### [Instructions for the task]
Transcribe every entry word for word, leaving out all images.
----
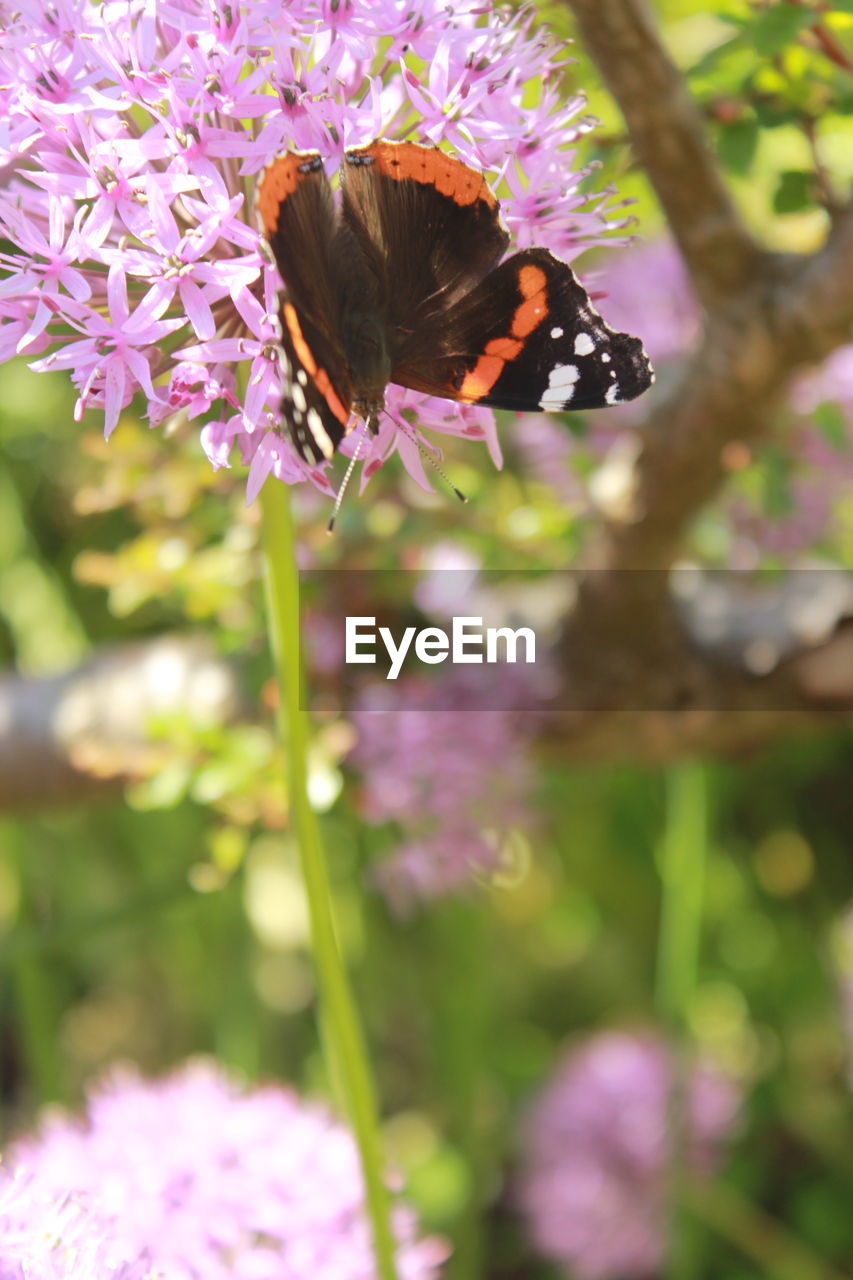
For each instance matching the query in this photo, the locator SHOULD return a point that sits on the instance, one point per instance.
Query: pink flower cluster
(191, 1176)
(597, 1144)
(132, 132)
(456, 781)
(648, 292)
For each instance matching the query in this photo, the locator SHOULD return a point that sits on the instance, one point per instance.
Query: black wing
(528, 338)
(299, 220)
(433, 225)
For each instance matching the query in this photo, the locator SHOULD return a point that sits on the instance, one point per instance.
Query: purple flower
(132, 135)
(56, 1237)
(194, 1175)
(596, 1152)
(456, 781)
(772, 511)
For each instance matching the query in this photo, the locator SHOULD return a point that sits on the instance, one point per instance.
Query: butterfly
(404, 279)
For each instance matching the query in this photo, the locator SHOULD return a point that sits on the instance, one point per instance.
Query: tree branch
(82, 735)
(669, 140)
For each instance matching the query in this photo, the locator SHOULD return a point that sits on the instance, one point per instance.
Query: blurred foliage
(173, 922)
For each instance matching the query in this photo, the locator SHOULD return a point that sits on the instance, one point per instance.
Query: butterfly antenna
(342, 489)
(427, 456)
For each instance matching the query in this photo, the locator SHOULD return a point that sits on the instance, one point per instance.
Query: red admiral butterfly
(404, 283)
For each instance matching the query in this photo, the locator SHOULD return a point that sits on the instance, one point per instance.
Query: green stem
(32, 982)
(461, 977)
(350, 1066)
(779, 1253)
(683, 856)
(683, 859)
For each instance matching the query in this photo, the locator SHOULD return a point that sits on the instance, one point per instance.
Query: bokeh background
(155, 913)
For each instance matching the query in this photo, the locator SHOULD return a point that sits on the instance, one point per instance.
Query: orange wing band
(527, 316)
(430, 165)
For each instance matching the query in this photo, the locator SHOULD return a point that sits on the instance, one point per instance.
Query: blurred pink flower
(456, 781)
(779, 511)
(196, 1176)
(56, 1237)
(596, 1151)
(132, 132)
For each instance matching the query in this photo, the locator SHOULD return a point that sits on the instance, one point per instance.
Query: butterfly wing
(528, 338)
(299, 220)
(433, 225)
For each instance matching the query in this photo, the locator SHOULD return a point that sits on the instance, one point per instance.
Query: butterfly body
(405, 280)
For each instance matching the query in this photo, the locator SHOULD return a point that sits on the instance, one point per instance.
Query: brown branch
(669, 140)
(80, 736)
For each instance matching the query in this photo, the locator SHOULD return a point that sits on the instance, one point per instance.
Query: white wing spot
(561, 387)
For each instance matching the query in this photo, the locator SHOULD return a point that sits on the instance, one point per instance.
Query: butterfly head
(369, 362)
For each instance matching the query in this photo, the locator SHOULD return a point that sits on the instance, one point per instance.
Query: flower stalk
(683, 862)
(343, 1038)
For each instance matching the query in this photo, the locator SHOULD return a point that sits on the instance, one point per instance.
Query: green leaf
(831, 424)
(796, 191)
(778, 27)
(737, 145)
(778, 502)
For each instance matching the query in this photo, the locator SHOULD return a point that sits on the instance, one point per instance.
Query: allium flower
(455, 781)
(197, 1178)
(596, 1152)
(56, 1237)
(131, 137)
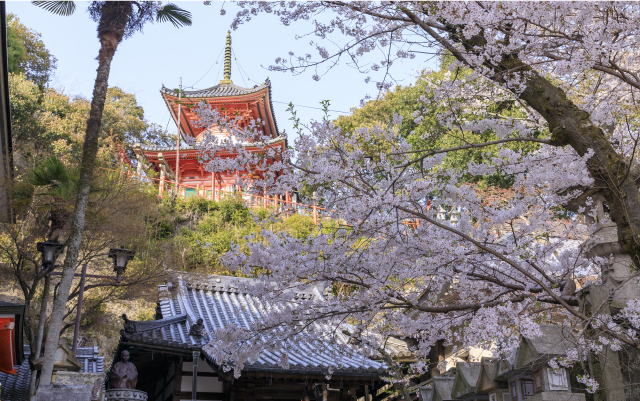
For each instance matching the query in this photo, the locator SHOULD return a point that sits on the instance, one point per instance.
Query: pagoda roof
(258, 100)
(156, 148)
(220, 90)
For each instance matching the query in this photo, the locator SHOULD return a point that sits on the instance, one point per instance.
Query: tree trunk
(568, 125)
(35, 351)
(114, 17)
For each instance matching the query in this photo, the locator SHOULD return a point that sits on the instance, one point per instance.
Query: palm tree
----
### [Output below]
For each instance matching the query in this photo, the locator SHOULD return a point that sits on the instance, one point per instance.
Query: pink flower cluster
(191, 1176)
(597, 1144)
(132, 132)
(456, 781)
(648, 292)
For each instance matching the query in this photo, the locator SHOULD return a point that sits on the instance, one point per instance.
Query: black wing
(528, 338)
(299, 220)
(433, 225)
For each instance matching the query in this photo, the locator SHOULD return a point that sits on the instance, one point per instance.
Query: purple flower
(132, 135)
(56, 1237)
(194, 1175)
(596, 1152)
(456, 781)
(772, 511)
For each instance matching the query in this photo, the locator SHOULD return a point that sits on the instance, one point per instance.
Query: butterfly
(404, 279)
For each instance matching the query in this photo, the locator SHOULD return a point that sits on the instance, one point per instance.
Query: tree branch
(82, 735)
(669, 140)
For each instance matching the query in this photo, the locator SHOULD return a point that sits on the instance, one point per instance.
Query: blurred foliage
(173, 922)
For each instance matching the query in this photo, the locator SHOULD return a point that sits on the instance, one point per instance.
Query: butterfly antenna
(342, 489)
(427, 456)
For each instance matching the query in this photo, the locator SHOULD return a point that sits on the instance, one point per instance.
Query: red admiral butterfly
(404, 283)
For each instance matching the query in this photo, the locator SHOULD return a point that sits on the instance, one point per instance.
Query: green stem
(32, 982)
(461, 977)
(350, 1066)
(779, 1253)
(683, 856)
(683, 859)
For each instance matching the query in this photo, the locator SHOULD return a point that sits on the instance, one point per instance.
Query: bokeh background
(155, 913)
For each instance matching the query in this photo, the locator SHOULD return a point that sits on the instance, one point per instance.
Query: orange wing band
(527, 316)
(430, 165)
For each instance matching the query in this photo, the locator SHOULD return a point that sits on the instance, one point per instance.
Query: blurred pink flower
(456, 781)
(779, 511)
(196, 1176)
(56, 1237)
(596, 1151)
(132, 132)
For each instance matching the query in this photo, the locator SHOULD return a point that sits on the instance, one point per instance.
Query: butterfly wing
(528, 338)
(299, 220)
(433, 225)
For each instance matching the query in this photo, the locator SHOULD return a point that sits on the instance, one point per instance.
Query: butterfly body
(405, 280)
For each instance matching the query in this photo, the locator SHOULD return a point that sits on the instance, one point per instance.
Query: brown branch
(669, 140)
(80, 736)
For each instance matching the query in this photo, the locator SHOULD return a point that sits on the instance, one point per instance.
Query: white wing spot
(561, 387)
For each instance matching the query in this photo, the locator SHOULD return a point that sits on the instance, one point per instance.
Query: butterfly head
(369, 362)
For each instance matching the query in this photo, the locator SHOULD return a point that sits on the instance, one point per instance.
Query: flower stalk
(683, 862)
(343, 1038)
For each instance matching the query in this photo, the locator SHOULD return a point that sits on the instance, one point per instance.
Query: green leaf
(831, 424)
(796, 191)
(778, 27)
(737, 145)
(778, 502)
For each instance matching the query in this photo, the locator SHOULD return a point that sits on the instance, one point per instance.
Query: allium flower
(455, 781)
(197, 1178)
(596, 1152)
(56, 1237)
(131, 137)
For each instance matching the query in this photo, the locator SHOULD return a point that sits on the instance, one point per instance.
Query: pagoda roof
(258, 100)
(156, 148)
(220, 90)
For each instance matching the query in this photo, the locator SHOULD return a point that sits on the instance, one point per instance.
Query: tree trunk
(568, 125)
(35, 351)
(114, 17)
For each instance matching the query in this photo, the locator SHOULD return a point that sits on the instance, one point per instance.
Query: palm tree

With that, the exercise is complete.